### [Problem to work on]
Images excluded, reproduce each line of the records exactly as it stands.

### [Supplied data]

──────

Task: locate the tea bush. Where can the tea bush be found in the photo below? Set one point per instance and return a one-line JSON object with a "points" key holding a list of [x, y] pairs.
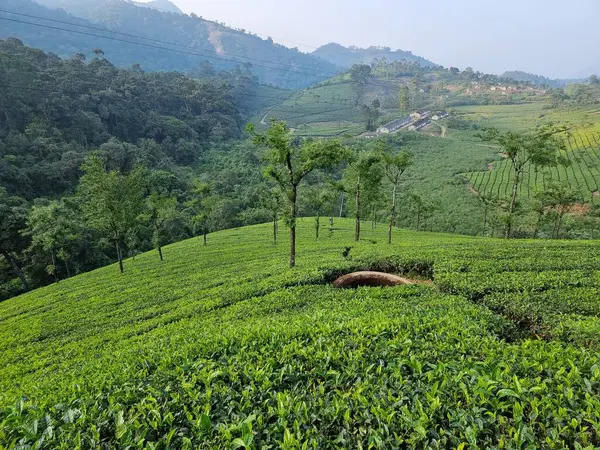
{"points": [[223, 346]]}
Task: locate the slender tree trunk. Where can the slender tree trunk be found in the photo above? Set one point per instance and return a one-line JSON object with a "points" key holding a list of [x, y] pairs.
{"points": [[67, 268], [317, 225], [373, 219], [513, 203], [17, 269], [392, 215], [485, 210], [538, 225], [559, 224], [54, 266], [119, 255], [357, 201], [293, 212]]}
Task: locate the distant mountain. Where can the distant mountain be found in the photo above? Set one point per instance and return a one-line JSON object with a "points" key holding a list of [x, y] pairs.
{"points": [[585, 73], [162, 5], [538, 80], [347, 56], [191, 40]]}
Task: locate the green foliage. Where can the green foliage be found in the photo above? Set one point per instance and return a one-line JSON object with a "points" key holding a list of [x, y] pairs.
{"points": [[112, 201], [230, 349], [237, 48]]}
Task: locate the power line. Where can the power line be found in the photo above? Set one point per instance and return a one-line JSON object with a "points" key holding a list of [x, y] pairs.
{"points": [[105, 30], [287, 118], [84, 33]]}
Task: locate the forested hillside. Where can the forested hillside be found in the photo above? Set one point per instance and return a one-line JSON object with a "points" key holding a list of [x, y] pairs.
{"points": [[55, 114], [346, 57], [156, 40]]}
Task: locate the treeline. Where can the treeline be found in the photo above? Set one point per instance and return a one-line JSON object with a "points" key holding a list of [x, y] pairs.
{"points": [[158, 41], [578, 94], [54, 111]]}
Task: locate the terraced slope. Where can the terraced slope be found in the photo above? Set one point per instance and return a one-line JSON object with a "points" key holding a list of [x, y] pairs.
{"points": [[224, 347]]}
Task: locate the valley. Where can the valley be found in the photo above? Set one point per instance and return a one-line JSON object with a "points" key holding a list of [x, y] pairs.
{"points": [[212, 240]]}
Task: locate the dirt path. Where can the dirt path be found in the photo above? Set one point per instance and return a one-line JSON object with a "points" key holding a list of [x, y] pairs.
{"points": [[444, 130], [263, 121]]}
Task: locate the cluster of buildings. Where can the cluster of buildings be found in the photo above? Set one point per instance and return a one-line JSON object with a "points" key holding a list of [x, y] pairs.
{"points": [[414, 122], [479, 88]]}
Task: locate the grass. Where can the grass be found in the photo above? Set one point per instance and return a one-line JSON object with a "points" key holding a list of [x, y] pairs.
{"points": [[223, 346], [582, 174]]}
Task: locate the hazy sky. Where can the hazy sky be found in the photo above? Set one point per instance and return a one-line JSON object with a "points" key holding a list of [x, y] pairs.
{"points": [[556, 38]]}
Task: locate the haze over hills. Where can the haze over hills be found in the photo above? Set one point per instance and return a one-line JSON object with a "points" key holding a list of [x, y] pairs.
{"points": [[538, 80], [162, 5], [169, 41], [190, 40], [345, 57]]}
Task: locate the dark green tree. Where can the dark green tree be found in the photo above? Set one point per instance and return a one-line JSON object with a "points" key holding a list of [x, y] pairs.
{"points": [[160, 209], [395, 164], [362, 179], [112, 201], [13, 219], [539, 148], [288, 163]]}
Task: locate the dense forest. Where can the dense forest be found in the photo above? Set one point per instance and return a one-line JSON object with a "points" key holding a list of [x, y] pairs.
{"points": [[99, 163], [157, 40], [55, 114]]}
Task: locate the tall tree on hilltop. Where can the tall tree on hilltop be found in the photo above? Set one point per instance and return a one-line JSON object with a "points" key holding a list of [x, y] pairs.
{"points": [[160, 210], [54, 228], [271, 200], [395, 165], [404, 99], [288, 163], [13, 217], [362, 179], [539, 148], [112, 201]]}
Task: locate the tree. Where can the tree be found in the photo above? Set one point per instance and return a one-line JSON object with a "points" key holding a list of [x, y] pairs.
{"points": [[558, 198], [371, 114], [539, 148], [112, 201], [288, 163], [54, 228], [404, 99], [360, 73], [362, 178], [319, 198], [160, 210], [272, 201], [395, 165], [200, 203], [13, 218], [488, 202]]}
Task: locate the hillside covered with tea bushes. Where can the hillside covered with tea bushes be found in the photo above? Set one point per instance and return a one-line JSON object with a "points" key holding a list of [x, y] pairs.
{"points": [[223, 346]]}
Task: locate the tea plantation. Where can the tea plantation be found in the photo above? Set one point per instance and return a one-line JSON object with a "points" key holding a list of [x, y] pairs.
{"points": [[223, 346]]}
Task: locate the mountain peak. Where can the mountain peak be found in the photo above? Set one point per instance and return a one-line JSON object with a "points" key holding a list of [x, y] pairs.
{"points": [[162, 5], [347, 56]]}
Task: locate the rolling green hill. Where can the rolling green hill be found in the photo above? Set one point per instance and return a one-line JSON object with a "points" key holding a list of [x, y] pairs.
{"points": [[129, 34], [582, 154], [222, 346], [346, 57]]}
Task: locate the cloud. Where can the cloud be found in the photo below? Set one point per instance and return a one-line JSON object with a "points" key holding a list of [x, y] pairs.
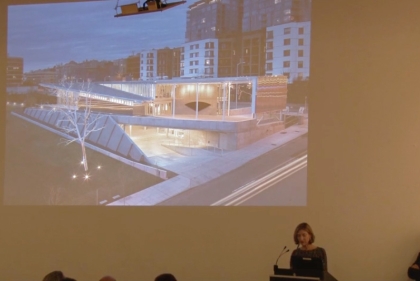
{"points": [[50, 34]]}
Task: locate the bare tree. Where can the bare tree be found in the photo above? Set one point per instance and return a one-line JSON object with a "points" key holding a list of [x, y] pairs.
{"points": [[74, 103]]}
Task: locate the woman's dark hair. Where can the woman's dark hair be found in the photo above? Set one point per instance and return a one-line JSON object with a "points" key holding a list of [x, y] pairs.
{"points": [[306, 227], [54, 276], [165, 277]]}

──────

### [Response to this exercise]
Task: locate the tea bush. Where can the tea bush be found in the photo below? Set one point per instance and return a one-line JSON object with a "points" key holding a list of [x, y] pairs.
{"points": [[223, 346]]}
Task: locate the slender tree trunk. Where can the slender tree trunk be found in the photo above? Set one point per instance and return a one-line JSON object with a "points" key holding a list of [x, y] pairs.
{"points": [[67, 268], [317, 225], [373, 219], [513, 203], [17, 269], [392, 215], [485, 210], [538, 225], [559, 224], [54, 266], [119, 255], [357, 201], [293, 212]]}
Task: locate the distant mountain. Where can the distant mountain be found in the photo above? Set one point per instance and return a one-line JSON object with a "points" key holding a list of [x, y] pairs.
{"points": [[585, 73], [162, 5], [538, 80], [347, 56], [191, 40]]}
Task: locate the green foliage. Where can the green foliage be found in the photo above? Set one point per instance and return a one-line JSON object with a "points" key holding a list of [x, y] pairs.
{"points": [[112, 201], [230, 349], [237, 48]]}
Task: locate the power line. Where can the power line be found in the photo above? Set one point per instance and return a one-line JSON object with a "points" key holding a list of [x, y] pairs.
{"points": [[105, 30], [287, 118], [84, 33]]}
Task: locate the forested hillside. Where can the forested hillside be found in the photo above? Set one point per instance and return a one-line JSON object with a "points" key holding a list of [x, y] pairs.
{"points": [[55, 114], [346, 57], [156, 40]]}
Task: locate the treeline. Where can the treeline be found in the photo above? Set one point per instance and return a one-line JSON object with a "points" key holding a list of [x, y] pairs.
{"points": [[158, 41], [578, 94], [54, 111]]}
Task: locate the terraced slope. Where can the terraced slope be found in the photo above? Set one point per instance and return a one-line JSON object with a "points" key holding a list of [x, y] pairs.
{"points": [[224, 347]]}
Task: locate the valley. Where can the valley be found in the photo above? Set one point per instance and return a one-line JSON object with a "points" key holding a list of [x, y] pairs.
{"points": [[212, 240]]}
Task: locate the dirt path. Where can the dirt path be found in the photo above? Set one point per instance and return a one-line JSON object with a "points" key holding a list of [x, y] pairs.
{"points": [[444, 130], [263, 121]]}
Task: locate the cluster of buildings. Where can the cluster of buildings be found in the photo above? Set one point per instance and return a one-line JSON object with a "points" key holding a list of [x, y] pairs.
{"points": [[414, 122], [479, 88]]}
Task: locate the grass. Where can the grass be found in the photo above? Set one point per instance and return a one-line JSON object with a "points" key holding a list of [x, y] pairs.
{"points": [[223, 346], [582, 174]]}
Task: locate the hazy sky. Where can the hazy sky be found in the photo above? Set one point per instance and return a one-line JSON object with a "points" key holding a list of [x, y] pairs.
{"points": [[556, 38]]}
Task: locate the haze over hills. Where can the haze over hills be found in the photo above? Set one point per instance and return a one-line JSON object with a "points" key holding a list of [x, y] pairs.
{"points": [[538, 80], [162, 5], [169, 41], [190, 40], [345, 57]]}
Task: locate the dark green tree. Where can the dark green tree be found in the photo above? Set one point per instance and return a one-line JSON object with a "points" key holding a list of [x, y] pairs.
{"points": [[160, 209], [395, 164], [362, 179], [112, 201], [13, 219], [539, 148], [288, 163]]}
Task: locate the dense forest. Where can the dense forest be found in the photo above? Set one point per instance and return a one-line JSON object with a "points" key holding a list of [x, y] pairs.
{"points": [[99, 163], [157, 40], [55, 114]]}
Task: locate the tall tree on hilltop. Where can the tall tree on hilltop be found in the photo above? Set one point per instance and return a one-line JSON object with a "points" key holding a list of [x, y] pairs.
{"points": [[160, 210], [54, 228], [271, 200], [395, 165], [404, 99], [288, 163], [13, 217], [362, 179], [539, 148], [112, 201]]}
Task: locate the tree. Where can the tree be found in the photo above? Set one point per instance and return a one-line JSON object with a "points" key holding a list of [x, y] pairs.
{"points": [[558, 198], [371, 114], [539, 148], [112, 201], [288, 163], [54, 228], [404, 99], [360, 73], [362, 178], [319, 198], [160, 210], [272, 201], [395, 165], [200, 203], [13, 218], [488, 202]]}
Task: locate the hillside covered with tea bushes. Where can the hillside covered with tea bushes be found in the photo above? Set one point per instance and return a one-line JSON object with a "points" key holding a list of [x, y] pairs.
{"points": [[223, 346]]}
Task: locate the tea plantation. Where can the tea plantation be found in the photo above? Set one point per instance and return a one-line JSON object with a "points" key holding a list of [x, y] pairs.
{"points": [[223, 346]]}
Task: locate the mountain peak. Where can the mountain peak be found in the photo above? Set one point per instance and return a one-line JSON object with a "points" key holding a list of [x, y] pairs.
{"points": [[162, 5], [347, 56]]}
Task: locate the rolling green hill. Where can the rolling green hill be found in the photo above? Set one point per instance and return a one-line JSON object with a "points" key holding a list of [x, y] pairs.
{"points": [[129, 34], [582, 154], [222, 346], [346, 57]]}
Task: locate the cloud. Where can the cloud be found in the photo below? Set one point per instance and return a one-line JSON object with a "points" key holding a list of [x, y] pairs.
{"points": [[50, 34]]}
Task: locate the bare tree. Where can the bare tree be found in the photo above? Set one point per instance and return a one-line JSON object with a "points" key holding a list of [x, y] pairs.
{"points": [[74, 103]]}
Task: locate the woman's dark hair. Where can the woman's dark hair be found in the photo above? Set one point per instance and return a one-line JSON object with a "points" key holding a list of [x, y] pairs.
{"points": [[306, 227], [54, 276], [165, 277]]}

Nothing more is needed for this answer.